--- BEGIN ---
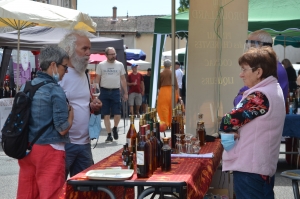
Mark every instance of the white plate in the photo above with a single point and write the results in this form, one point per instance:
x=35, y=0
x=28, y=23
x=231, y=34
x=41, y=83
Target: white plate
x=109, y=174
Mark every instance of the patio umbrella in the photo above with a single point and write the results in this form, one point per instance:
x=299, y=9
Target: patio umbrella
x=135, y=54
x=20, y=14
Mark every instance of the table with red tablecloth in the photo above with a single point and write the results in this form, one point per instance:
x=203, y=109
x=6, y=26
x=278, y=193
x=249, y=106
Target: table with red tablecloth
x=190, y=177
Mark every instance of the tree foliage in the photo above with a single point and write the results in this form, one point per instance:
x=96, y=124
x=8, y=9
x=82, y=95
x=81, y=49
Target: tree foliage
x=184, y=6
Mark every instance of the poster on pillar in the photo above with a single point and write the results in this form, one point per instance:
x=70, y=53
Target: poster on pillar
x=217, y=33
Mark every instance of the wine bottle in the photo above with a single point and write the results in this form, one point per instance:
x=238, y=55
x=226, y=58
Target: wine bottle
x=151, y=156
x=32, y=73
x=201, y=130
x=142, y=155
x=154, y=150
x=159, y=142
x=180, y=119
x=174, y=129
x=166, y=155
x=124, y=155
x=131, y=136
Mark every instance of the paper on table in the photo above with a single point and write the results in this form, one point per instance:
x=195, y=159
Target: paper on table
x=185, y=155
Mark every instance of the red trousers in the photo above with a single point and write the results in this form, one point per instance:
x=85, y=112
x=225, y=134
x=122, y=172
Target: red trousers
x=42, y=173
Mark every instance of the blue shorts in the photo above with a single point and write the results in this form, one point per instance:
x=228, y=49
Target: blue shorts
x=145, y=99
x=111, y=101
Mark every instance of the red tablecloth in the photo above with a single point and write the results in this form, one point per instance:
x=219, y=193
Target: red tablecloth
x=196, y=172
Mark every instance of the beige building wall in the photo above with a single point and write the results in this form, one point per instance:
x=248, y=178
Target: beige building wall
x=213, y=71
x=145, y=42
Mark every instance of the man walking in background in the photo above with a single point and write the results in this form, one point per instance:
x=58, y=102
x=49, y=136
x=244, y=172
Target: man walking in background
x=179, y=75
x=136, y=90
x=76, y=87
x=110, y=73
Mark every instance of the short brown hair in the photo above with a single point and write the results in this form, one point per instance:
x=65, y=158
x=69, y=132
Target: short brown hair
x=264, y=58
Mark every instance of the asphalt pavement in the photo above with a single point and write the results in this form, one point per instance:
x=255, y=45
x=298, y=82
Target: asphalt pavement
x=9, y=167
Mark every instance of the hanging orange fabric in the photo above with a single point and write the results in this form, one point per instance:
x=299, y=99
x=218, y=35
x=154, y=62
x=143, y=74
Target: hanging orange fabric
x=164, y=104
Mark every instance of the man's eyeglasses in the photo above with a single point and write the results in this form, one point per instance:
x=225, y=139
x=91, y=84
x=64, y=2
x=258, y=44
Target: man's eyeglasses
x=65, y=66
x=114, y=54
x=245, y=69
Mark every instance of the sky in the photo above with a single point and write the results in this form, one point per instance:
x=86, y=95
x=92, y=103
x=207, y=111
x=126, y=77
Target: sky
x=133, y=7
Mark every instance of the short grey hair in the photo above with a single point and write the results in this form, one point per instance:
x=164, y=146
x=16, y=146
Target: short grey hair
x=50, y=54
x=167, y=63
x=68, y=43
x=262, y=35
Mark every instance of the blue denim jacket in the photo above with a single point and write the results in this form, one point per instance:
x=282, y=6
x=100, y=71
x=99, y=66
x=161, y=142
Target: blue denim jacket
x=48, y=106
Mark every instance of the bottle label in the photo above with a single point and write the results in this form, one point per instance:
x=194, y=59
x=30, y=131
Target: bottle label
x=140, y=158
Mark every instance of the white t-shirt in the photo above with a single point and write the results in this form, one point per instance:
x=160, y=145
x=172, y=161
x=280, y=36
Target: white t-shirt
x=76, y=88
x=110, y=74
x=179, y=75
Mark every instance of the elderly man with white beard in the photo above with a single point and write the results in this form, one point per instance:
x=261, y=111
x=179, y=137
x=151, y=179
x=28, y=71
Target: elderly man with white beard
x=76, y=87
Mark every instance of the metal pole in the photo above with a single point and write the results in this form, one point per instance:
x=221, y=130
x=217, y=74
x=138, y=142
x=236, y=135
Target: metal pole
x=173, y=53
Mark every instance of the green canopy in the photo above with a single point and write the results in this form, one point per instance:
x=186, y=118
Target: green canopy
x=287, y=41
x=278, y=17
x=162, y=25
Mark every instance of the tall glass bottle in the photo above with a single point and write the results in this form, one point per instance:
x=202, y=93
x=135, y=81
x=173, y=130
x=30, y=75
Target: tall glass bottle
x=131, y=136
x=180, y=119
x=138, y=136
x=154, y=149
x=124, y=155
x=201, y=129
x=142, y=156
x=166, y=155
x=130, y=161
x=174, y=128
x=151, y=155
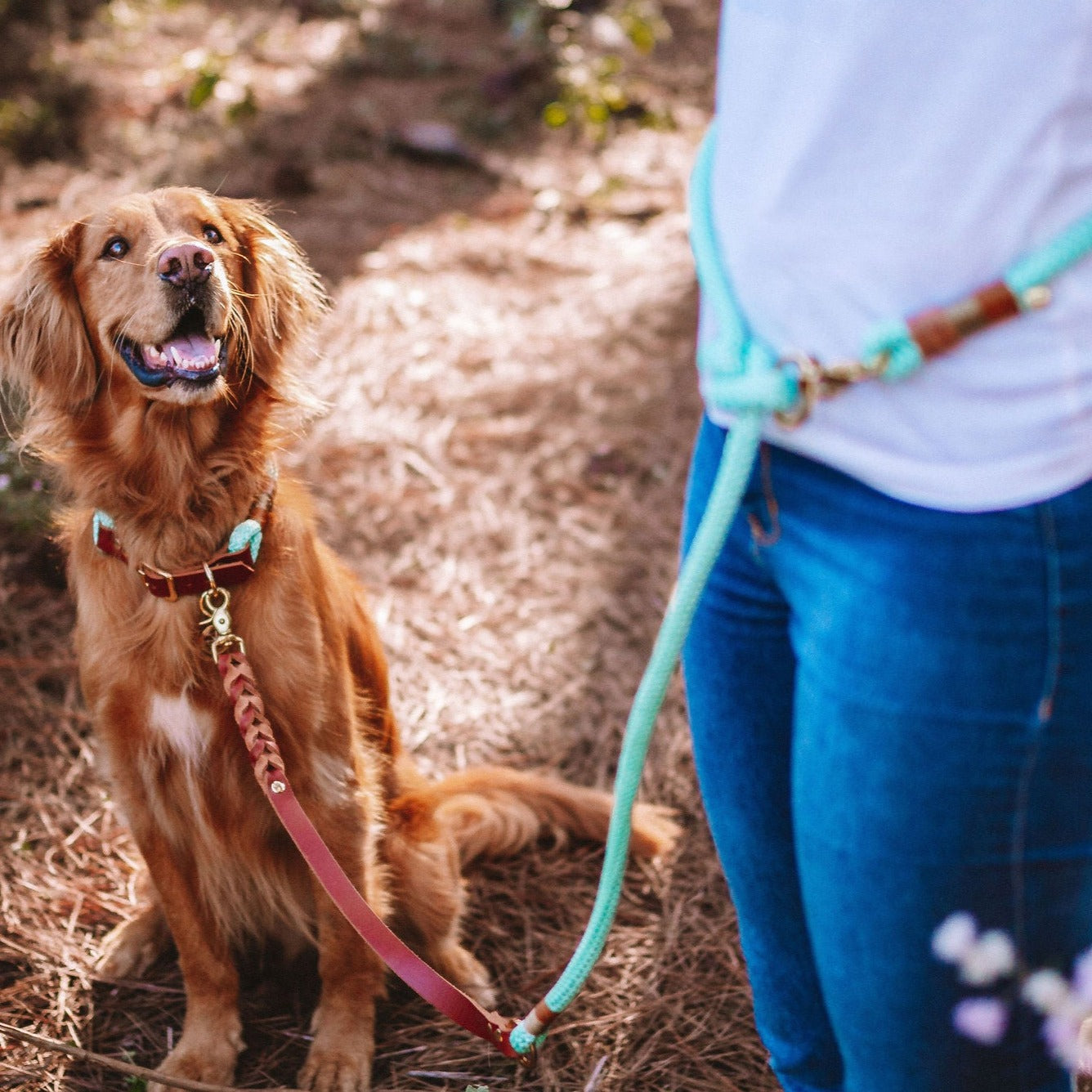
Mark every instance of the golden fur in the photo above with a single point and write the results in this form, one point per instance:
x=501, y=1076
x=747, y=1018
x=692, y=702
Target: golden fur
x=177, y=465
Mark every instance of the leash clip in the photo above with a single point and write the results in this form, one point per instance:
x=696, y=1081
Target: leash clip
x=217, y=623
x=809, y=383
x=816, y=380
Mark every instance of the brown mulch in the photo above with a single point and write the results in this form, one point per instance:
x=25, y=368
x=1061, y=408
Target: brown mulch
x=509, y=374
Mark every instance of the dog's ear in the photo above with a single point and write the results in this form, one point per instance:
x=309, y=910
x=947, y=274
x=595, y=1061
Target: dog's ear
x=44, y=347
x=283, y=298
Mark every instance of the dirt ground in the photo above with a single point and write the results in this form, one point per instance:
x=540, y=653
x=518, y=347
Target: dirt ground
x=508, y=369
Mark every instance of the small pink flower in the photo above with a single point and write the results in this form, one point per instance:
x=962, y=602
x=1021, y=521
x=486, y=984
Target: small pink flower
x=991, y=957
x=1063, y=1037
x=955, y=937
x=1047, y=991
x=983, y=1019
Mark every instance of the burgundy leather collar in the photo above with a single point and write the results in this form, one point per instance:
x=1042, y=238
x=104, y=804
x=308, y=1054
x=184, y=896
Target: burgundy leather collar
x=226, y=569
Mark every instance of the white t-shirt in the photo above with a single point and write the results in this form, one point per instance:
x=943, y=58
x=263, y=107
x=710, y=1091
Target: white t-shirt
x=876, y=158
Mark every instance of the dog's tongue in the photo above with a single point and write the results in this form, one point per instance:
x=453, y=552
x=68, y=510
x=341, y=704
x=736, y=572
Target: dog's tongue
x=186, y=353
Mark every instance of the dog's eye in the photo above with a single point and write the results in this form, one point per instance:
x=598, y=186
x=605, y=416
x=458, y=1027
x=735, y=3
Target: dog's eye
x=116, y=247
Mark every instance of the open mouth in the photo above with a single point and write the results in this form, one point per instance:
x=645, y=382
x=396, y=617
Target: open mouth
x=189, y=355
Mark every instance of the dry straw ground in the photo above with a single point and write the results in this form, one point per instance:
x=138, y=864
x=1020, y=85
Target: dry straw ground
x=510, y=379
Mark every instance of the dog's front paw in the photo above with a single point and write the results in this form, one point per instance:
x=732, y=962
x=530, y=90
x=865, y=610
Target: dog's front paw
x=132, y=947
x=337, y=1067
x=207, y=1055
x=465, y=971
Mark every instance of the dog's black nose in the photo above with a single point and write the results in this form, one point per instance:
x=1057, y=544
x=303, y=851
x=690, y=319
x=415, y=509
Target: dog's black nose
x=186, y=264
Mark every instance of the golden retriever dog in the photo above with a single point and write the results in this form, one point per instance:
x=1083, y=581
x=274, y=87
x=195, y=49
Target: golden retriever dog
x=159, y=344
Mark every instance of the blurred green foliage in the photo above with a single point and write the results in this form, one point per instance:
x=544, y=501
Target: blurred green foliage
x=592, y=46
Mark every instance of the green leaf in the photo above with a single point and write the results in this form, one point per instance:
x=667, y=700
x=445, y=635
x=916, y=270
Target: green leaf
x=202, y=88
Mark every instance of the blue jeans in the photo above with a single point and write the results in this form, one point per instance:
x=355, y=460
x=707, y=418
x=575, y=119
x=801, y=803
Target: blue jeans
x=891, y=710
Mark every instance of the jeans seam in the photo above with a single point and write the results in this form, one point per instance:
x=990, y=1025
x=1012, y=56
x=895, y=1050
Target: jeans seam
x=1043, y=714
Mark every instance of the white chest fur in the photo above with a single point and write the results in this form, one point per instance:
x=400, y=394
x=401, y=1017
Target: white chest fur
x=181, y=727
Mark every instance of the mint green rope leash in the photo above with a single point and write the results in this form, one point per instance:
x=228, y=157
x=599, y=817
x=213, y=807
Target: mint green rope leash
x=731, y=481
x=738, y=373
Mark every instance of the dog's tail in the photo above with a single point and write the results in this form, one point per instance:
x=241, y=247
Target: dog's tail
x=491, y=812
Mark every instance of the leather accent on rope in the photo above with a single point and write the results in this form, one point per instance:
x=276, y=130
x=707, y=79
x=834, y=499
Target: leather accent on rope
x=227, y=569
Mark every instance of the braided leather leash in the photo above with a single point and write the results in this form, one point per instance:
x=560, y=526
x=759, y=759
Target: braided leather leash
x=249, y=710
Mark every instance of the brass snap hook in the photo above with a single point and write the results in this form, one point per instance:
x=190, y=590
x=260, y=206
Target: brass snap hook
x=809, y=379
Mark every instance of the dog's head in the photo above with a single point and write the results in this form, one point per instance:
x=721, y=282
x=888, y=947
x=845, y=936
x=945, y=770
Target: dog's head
--- END ---
▸ EXERCISE DETAILS: Repeat the entries above word for word, from their start up to and including the line with "x=111, y=101", and leave the pictures out of your answer.

▸ TASK RESULT:
Mark every instance of the white plate in the photo above with a single point and write the results in this form, one point per instance:
x=35, y=0
x=28, y=23
x=231, y=34
x=41, y=83
Target: white plate
x=109, y=174
Mark every instance of the patio umbrella in the photo above with a single point and write the results in this form, one point per instance:
x=299, y=9
Target: patio umbrella
x=135, y=54
x=20, y=14
Mark every instance of the table with red tablecloth in the photo above with a single point and write the results in this form, one point per instance:
x=203, y=109
x=6, y=26
x=278, y=193
x=249, y=106
Target: table with red tablecloth
x=190, y=177
Mark every instance of the tree foliage in the photo above with a single point and write the results in this form, one point per instance:
x=96, y=124
x=8, y=9
x=82, y=95
x=81, y=49
Target: tree foliage
x=184, y=6
Mark every instance of the poster on pillar in the photo above with a single point and write the results in this form, one point per instance:
x=70, y=53
Target: poster on pillar
x=217, y=33
Mark every instance of the wine bottle in the photo above with a single point and write the results in this form, one point per instance:
x=238, y=55
x=226, y=58
Target: wine bottle
x=151, y=156
x=32, y=73
x=201, y=130
x=142, y=155
x=154, y=150
x=159, y=142
x=180, y=119
x=174, y=129
x=166, y=155
x=124, y=155
x=131, y=136
Mark every instance of the paper on table in the photo above with a single point and write the results in this form, one point per instance:
x=195, y=159
Target: paper on table
x=185, y=155
Mark every instance of the red trousers in the photo above with a single point and write the results in this form, one point per instance:
x=85, y=112
x=225, y=134
x=122, y=172
Target: red trousers
x=42, y=173
Mark every instance of the blue shorts in the photo above with a single point and write the results in this form, one point per instance:
x=228, y=49
Target: blue shorts
x=145, y=99
x=111, y=101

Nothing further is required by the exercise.